Your objective — Extend the article about gout and cancer risk, picking up right after its last sentence.

Selected extract —
-*-

Those who develop gout have an increased risk of cancer by 50 percent, with prostate cancer the most common amongst this group. This as per a North American Young Rheumatology Investigator Forum event, with presenter Patricia Kachur MD.
Hello reported that Kachur told attendees at the event that while uric acid can work as a systemic antioxidant within decreased levels, research has indicated that heighted serum uric acid levels can enhance inflammation, which leads to cancer. She went on to note that across the U.S.
, the most common inflammatory illness is categorized by hyperuricemia. It occurs most in men, and is linked to diabetes, hypertension, and obesity. Kachur stated that gout’s prevalence worldwide is increasing, and in the past few years the links between the condition, along with hyperuricemia and cancer, has created a spark for research.
To learn more about a potential link between cancer, Kachur and colleagues launched a study that used Health and Nutrition Examination Survey (NHANES).
Conducted by the National Center for Health Statistics and the Centers for Disease Control and Prevention (CDC), the survey had over 11,200 participants within the general population that were polled between 2011-2014. Individuals were asked to partake laboratory studies, a physical exam, as well as complete a survey. Answers were compiled via a data analysis system, SAS software version 9.4.

-*-

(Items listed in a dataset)
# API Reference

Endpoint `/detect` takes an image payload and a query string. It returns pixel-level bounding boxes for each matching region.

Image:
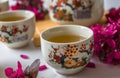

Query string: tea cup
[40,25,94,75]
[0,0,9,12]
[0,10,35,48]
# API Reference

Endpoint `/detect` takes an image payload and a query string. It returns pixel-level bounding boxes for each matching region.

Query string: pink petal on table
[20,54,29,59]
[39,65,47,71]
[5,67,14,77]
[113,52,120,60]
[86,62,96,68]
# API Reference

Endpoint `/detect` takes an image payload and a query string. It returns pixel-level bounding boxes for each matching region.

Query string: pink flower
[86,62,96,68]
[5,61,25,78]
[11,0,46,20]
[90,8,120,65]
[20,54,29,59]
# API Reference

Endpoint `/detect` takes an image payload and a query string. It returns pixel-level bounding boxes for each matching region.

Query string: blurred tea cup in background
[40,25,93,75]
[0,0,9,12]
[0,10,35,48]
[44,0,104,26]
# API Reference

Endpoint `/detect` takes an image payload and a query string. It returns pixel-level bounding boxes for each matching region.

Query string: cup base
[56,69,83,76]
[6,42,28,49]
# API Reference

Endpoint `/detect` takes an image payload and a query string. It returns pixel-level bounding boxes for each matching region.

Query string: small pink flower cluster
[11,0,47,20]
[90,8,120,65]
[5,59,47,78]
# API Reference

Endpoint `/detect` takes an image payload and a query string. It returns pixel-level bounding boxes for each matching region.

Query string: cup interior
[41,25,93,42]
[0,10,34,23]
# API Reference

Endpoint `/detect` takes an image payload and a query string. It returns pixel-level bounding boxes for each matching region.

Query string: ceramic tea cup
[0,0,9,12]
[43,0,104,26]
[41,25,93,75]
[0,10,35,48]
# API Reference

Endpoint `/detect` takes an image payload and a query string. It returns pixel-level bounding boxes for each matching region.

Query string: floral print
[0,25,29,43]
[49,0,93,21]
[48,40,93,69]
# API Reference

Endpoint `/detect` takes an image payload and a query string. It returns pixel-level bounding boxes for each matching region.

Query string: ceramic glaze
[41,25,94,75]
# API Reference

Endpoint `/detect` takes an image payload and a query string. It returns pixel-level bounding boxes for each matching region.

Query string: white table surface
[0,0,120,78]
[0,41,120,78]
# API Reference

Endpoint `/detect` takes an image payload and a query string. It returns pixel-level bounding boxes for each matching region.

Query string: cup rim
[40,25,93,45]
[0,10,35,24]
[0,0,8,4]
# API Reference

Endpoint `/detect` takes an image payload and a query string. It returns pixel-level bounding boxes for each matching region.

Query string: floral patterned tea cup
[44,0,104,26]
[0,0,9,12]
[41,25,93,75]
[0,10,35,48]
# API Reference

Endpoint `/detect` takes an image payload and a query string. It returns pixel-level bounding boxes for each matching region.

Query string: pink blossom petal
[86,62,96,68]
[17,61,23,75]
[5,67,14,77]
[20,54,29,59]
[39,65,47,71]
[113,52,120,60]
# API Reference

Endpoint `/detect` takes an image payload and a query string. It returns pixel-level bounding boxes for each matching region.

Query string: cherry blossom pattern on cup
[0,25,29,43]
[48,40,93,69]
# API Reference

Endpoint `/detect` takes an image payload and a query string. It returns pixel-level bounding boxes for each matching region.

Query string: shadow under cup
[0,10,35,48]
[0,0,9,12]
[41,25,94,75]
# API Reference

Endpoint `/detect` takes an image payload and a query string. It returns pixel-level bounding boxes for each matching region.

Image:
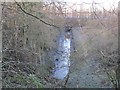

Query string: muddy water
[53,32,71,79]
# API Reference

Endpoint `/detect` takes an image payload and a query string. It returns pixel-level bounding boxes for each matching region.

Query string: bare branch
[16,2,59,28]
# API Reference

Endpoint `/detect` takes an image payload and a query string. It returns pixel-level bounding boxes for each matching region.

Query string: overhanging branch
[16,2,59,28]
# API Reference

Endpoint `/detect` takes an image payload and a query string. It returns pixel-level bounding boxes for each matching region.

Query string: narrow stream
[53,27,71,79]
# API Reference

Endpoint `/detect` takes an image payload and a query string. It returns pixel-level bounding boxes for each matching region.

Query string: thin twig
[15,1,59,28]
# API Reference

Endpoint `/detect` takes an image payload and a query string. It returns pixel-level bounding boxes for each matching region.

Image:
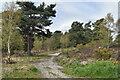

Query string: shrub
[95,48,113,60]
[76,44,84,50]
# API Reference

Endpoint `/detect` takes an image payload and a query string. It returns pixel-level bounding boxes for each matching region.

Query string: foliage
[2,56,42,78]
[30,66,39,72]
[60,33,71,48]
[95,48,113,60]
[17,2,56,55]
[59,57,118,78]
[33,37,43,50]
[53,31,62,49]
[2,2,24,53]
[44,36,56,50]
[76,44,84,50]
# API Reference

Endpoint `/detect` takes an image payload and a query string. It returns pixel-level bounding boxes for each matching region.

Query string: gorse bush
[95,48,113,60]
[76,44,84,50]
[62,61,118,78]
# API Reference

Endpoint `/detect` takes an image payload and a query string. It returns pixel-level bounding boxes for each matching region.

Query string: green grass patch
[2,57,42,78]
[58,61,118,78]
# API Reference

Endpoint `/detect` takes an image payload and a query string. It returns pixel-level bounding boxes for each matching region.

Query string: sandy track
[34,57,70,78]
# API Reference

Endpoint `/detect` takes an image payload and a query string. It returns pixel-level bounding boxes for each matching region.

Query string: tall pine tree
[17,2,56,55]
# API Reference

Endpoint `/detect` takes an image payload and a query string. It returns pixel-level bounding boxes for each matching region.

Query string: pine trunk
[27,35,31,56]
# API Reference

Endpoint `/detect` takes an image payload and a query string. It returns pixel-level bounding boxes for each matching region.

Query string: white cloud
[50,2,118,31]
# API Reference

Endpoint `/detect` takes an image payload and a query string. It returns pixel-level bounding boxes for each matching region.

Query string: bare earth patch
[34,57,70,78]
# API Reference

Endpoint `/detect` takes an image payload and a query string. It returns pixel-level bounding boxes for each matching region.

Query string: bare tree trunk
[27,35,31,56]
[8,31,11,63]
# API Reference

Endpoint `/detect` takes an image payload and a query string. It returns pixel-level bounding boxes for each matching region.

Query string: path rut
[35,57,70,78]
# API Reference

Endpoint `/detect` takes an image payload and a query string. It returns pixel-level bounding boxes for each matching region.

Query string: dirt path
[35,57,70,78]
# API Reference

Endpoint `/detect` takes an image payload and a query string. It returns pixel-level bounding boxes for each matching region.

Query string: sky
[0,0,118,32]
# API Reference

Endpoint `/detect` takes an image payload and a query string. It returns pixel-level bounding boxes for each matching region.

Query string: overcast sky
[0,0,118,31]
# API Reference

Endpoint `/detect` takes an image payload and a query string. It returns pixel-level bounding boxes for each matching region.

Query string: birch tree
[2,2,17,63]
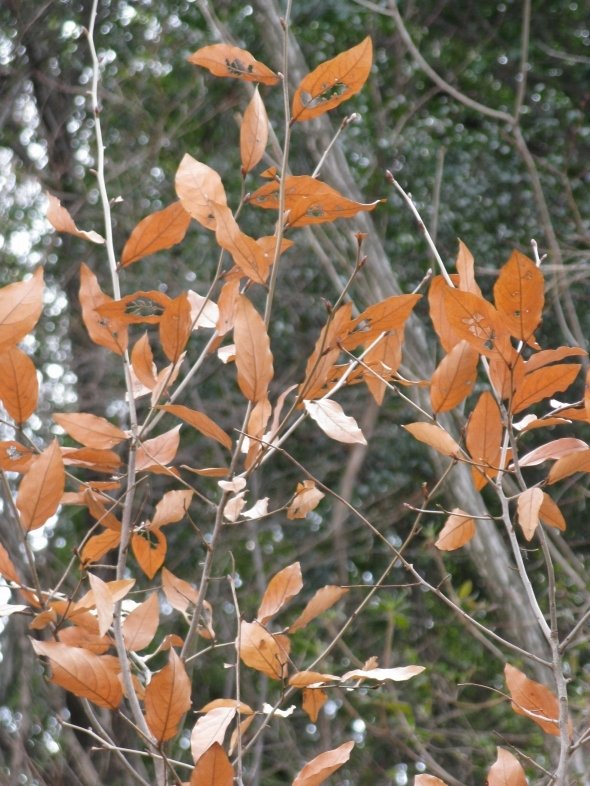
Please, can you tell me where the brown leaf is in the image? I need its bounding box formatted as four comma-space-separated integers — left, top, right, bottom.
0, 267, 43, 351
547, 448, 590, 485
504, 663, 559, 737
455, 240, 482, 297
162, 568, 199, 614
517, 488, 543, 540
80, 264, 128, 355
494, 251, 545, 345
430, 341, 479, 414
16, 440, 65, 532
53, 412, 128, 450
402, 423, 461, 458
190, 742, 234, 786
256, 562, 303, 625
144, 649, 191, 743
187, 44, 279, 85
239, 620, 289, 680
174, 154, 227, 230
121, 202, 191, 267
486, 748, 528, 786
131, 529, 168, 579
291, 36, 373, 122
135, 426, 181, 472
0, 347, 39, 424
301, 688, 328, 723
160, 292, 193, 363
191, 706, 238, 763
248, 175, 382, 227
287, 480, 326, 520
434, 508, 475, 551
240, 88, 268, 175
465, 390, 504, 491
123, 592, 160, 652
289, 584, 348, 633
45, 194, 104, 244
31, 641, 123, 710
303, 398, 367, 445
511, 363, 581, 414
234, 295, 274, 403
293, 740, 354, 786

-*-

Answer to the problem —
As per Kachur, the analysis suggested that those with gout had 50 percent more of a risk to develop a malignancy, with prostate cancer the most common form of this when it came to gout sufferers (a rate of 25 percent). Cancer conditions that followed prostate included colon, breast, and cervix, all having a rate of 8.4 percent. Kachur also stated those surveyed that had rheumatoid arthritis as seemed to have an enhanced risk for developing cancer.
Kachur added that despite the limitations within the study, the team’s findings linked with that of another, as international research has also suggested a correlation between cancer and gout.
Kachur believes more research is needed, with a future focus on these gout patients to review what types of cancers these individuals develop, and the timing around them.
The findings could help when it comes to earlier detection and screening options, potentially saving lives and helping lift the financial and emotional burden cancer has on the public and healthcare facilities.